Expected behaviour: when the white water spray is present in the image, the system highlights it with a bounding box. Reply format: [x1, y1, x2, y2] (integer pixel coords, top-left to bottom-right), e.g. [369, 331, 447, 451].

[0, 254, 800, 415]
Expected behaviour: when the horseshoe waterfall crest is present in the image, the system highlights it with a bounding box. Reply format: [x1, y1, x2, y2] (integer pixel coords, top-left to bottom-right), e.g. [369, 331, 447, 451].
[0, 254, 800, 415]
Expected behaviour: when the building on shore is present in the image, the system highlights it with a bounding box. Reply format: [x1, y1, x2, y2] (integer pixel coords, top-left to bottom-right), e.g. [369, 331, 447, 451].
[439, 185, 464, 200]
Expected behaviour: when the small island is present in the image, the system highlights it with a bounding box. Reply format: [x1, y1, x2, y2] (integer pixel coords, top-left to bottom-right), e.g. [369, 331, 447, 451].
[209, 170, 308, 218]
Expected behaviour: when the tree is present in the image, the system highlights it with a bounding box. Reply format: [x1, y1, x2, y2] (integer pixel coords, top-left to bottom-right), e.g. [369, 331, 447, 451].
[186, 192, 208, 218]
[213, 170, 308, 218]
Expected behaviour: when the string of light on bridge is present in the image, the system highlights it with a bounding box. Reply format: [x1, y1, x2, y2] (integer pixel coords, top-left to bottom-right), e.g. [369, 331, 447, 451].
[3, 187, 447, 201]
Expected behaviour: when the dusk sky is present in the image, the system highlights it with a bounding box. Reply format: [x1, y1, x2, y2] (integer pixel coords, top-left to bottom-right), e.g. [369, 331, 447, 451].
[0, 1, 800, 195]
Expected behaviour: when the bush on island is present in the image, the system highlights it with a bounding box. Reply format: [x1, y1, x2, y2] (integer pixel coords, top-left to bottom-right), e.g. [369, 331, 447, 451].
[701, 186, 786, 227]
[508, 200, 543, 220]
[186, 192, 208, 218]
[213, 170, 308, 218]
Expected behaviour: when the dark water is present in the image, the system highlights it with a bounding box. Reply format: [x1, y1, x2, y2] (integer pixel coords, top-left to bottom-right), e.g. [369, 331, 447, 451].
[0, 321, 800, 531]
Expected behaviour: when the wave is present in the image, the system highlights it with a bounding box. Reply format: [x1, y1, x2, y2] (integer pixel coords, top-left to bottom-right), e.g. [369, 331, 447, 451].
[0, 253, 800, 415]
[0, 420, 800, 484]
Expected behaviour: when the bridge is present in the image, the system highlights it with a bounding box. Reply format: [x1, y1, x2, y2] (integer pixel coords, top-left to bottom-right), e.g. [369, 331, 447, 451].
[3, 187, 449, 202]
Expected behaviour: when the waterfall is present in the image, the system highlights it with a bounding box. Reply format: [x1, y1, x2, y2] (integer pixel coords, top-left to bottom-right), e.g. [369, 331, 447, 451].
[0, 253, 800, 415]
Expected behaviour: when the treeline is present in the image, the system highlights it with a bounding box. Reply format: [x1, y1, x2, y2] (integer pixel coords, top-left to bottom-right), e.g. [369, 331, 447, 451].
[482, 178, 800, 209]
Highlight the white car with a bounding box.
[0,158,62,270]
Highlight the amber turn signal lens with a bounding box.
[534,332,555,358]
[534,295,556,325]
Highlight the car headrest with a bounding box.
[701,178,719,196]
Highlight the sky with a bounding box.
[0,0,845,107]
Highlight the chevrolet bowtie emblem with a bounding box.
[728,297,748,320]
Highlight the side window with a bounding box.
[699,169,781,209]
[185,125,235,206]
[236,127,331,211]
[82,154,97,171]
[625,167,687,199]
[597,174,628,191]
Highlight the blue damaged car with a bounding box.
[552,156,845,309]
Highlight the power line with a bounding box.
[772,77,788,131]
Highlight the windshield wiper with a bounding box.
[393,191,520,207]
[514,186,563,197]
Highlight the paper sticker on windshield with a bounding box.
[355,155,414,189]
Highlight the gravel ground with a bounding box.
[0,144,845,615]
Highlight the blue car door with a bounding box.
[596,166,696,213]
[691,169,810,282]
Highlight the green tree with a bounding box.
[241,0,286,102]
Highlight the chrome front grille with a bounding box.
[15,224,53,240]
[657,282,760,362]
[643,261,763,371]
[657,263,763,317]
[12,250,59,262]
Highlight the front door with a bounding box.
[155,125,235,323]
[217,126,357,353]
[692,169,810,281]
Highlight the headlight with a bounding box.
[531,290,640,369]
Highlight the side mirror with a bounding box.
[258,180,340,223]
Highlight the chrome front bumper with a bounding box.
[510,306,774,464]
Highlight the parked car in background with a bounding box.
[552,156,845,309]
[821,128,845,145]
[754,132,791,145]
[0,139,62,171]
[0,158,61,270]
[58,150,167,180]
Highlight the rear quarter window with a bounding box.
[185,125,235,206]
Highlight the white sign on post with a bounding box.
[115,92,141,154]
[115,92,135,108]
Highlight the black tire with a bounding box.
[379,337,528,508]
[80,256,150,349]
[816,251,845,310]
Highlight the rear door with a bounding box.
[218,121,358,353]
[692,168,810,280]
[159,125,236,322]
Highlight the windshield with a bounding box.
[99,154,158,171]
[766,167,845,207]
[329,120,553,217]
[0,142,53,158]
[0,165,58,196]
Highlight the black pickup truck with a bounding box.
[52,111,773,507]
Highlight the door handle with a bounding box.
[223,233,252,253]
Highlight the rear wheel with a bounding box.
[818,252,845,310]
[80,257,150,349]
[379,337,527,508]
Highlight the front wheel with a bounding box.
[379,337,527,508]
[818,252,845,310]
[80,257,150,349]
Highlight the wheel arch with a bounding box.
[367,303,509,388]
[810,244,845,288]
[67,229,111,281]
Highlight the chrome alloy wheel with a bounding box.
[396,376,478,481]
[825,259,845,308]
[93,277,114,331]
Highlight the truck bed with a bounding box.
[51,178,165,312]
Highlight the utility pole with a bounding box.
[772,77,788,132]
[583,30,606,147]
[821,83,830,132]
☆ ☆ ☆ ☆
- [EXERCISE OBJECTIVE]
Switch every "bounding box" in the lines above to "rectangular outline" and leave the rest unchanged.

- [TASK OUTPUT]
Expected behaviour: when the white water spray is present in the image, the system highlights it with a rectangular outline. Reply format: [x1, y1, x2, y2] (integer pixel coords, top-left to bottom-right), e.g. [369, 331, 447, 451].

[0, 254, 800, 415]
Expected behaviour: when the horseshoe waterfall crest is present in the image, the system highlights it with a rectangular outline. Reply format: [x1, y1, x2, y2] (integer pixel coords, top-left to bottom-right), e.g. [369, 331, 447, 451].
[0, 254, 800, 415]
Expected behaviour: when the building on shore is present in the image, the system highlights it with a rectangular outline. Reply format: [x1, y1, x2, y2] (integer pixel coords, top-left to bottom-right), e.g. [369, 331, 447, 451].
[439, 185, 464, 200]
Expected behaviour: when the small island is present in the image, the system highlights it with a rectangular outline. Reply format: [x1, y1, x2, y2] (integer pixel coords, top-left to bottom-right), e.g. [369, 331, 447, 451].
[209, 170, 308, 218]
Expected behaviour: when the tree is present in the image, the system highlights it with a rectangular outline. Reply format: [x1, y1, x2, y2] (integer pixel coords, top-left to bottom-right), e.g. [369, 331, 447, 451].
[186, 192, 208, 218]
[213, 170, 308, 218]
Expected behaviour: when the string of light on bridge is present in the image, the system highlights it with a rectangular outline. Reply format: [x1, y1, x2, y2] (integer pixel coords, top-left to bottom-right), e.g. [369, 331, 447, 451].
[3, 187, 447, 201]
Expected behaviour: when the dusk sky is present in the image, the system highlights it with a rectangular outline. Reply format: [x1, y1, x2, y2] (integer pixel coords, top-left to bottom-right), e.g. [369, 331, 447, 451].
[0, 1, 800, 195]
Expected behaviour: when the bush on island is present in the image, the system highlights it with a rectangular outline. Reply format: [x1, y1, x2, y2] (integer pixel coords, top-left to bottom-right), e.g. [369, 331, 447, 451].
[701, 186, 786, 227]
[508, 200, 543, 220]
[186, 192, 208, 218]
[213, 170, 308, 218]
Expected behaviour: when the dark water is present in the image, the system highlights it with a rectangular outline. Reply format: [x1, y1, x2, y2] (integer pixel coords, top-left to bottom-right), e.g. [369, 331, 447, 451].
[0, 321, 800, 531]
Expected behaviour: when the wave is present in the image, the system highlights it with a rectangular outline. Reply format: [x1, y1, x2, y2] (integer pixel coords, top-left to bottom-right), e.g. [369, 331, 447, 451].
[0, 253, 800, 415]
[0, 420, 800, 484]
Expected behaviour: when the bridge is present in the image, the system highlights it with a rectangular outline. Reply format: [x1, y1, x2, y2] (integer pixel coords, top-left to bottom-right), e.g. [369, 331, 447, 451].
[3, 187, 449, 202]
Expected behaviour: when the waterfall is present in the image, the system highlights it with a rectangular outline. Reply format: [x1, y1, x2, y2] (integer pixel coords, top-left to bottom-right), e.g. [369, 331, 447, 451].
[0, 253, 800, 415]
Expected behaviour: when the treeline is present in the image, the system highlights it with a rectangular outline. Reply format: [x1, y1, x2, y2] (integer pixel coords, top-left to bottom-right), e.g. [369, 331, 447, 451].
[482, 178, 800, 209]
Highlight the white car with a rectangular outline.
[0,158,62,270]
Highlight the amber turn signal lens with a rectangular outline.
[534,332,555,358]
[534,295,556,325]
Highlight the car headrest with a rectangular outline.
[701,178,719,196]
Highlight the sky with a rectangular outline.
[0,0,845,107]
Highlight the chevrolet bowtie emblem with a rectangular outline.
[728,297,748,320]
Highlight the side window with a rectangular outline.
[699,169,781,209]
[185,125,235,206]
[236,127,331,211]
[82,154,97,171]
[625,167,687,199]
[597,174,628,191]
Highlight the blue damaged car with a rectangular outline.
[552,156,845,309]
Highlight the power line with a rectangular outline.
[772,77,788,131]
Highlight the windshield wiper with a rectangular outline.
[393,191,520,207]
[514,186,563,197]
Highlight the paper sticker on windshield with a rectangular outline.
[355,155,414,189]
Highlight the gravel ground with a rectangular outline.
[0,144,845,615]
Highlight the blue car door with a rectangular outline.
[596,166,696,213]
[691,169,810,282]
Highlight the green tree with a rectangular outline.
[241,0,286,102]
Highlight the chrome front grille with a rectangular outline.
[15,224,53,240]
[657,282,760,362]
[643,261,763,371]
[657,263,763,317]
[12,250,59,262]
Highlight the front door with a rectangular outline.
[155,125,235,323]
[217,126,357,353]
[692,169,810,281]
Highlight the headlight with a rectangular outline.
[531,290,640,369]
Highlight the side mirror with a rectangular outline.
[258,180,340,223]
Highlight the chrome front bumper with a rectangular outline.
[510,306,774,464]
Highlight the parked car in background with a rectangular outline.
[552,156,845,309]
[821,128,845,145]
[754,132,791,145]
[0,139,62,171]
[0,158,61,270]
[58,150,167,180]
Highlight the rear quarter window with a rectangular outline.
[185,125,235,206]
Highlight the white sign on post with a rectangular outline.
[115,92,141,154]
[115,92,135,108]
Highlight the black tire with a rectangular outline.
[379,337,528,508]
[80,256,150,349]
[816,251,845,310]
Highlight the rear door with a rectangular outline.
[218,121,358,353]
[692,168,810,280]
[159,125,236,322]
Highlight the windshield with a rectangular outline.
[99,154,158,171]
[766,167,845,207]
[329,120,553,217]
[0,142,53,158]
[0,165,58,196]
Highlight the black pickup truck with a rectangular outline.
[52,111,773,507]
Highlight the door handle with a rectangular outline.
[223,233,252,253]
Highlight the rear wheel with a rectangular outline.
[818,252,845,310]
[80,257,150,349]
[379,337,527,508]
Highlight the front wheel with a rectangular outline.
[379,337,527,508]
[818,252,845,310]
[80,257,150,349]
Highlight the wheel arch with a rectangular outline.
[367,303,509,388]
[810,244,845,288]
[67,229,111,281]
Highlight the chrome alloy wheel with a rectangular outline.
[396,376,478,481]
[825,259,845,308]
[93,277,114,331]
Highlight the truck bed with a rectangular outline.
[51,178,165,312]
Highlight the utility pole with a rectangular outline.
[772,77,788,132]
[583,30,606,147]
[821,83,830,132]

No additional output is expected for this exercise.